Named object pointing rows

──────────

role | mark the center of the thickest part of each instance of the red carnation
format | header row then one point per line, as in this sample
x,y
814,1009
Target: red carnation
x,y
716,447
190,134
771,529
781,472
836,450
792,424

──────────

• **Given task**
Please switch each "red carnation" in the rows above to "pink carnation" and write the rows out again with nothing else changed.

• **The completed task**
role | mark the center of the thickest part of each instance of the pink carnation
format | header row then one point per line, as in this sample
x,y
814,1009
Target: pink carnation
x,y
716,447
190,134
771,529
781,472
836,450
792,424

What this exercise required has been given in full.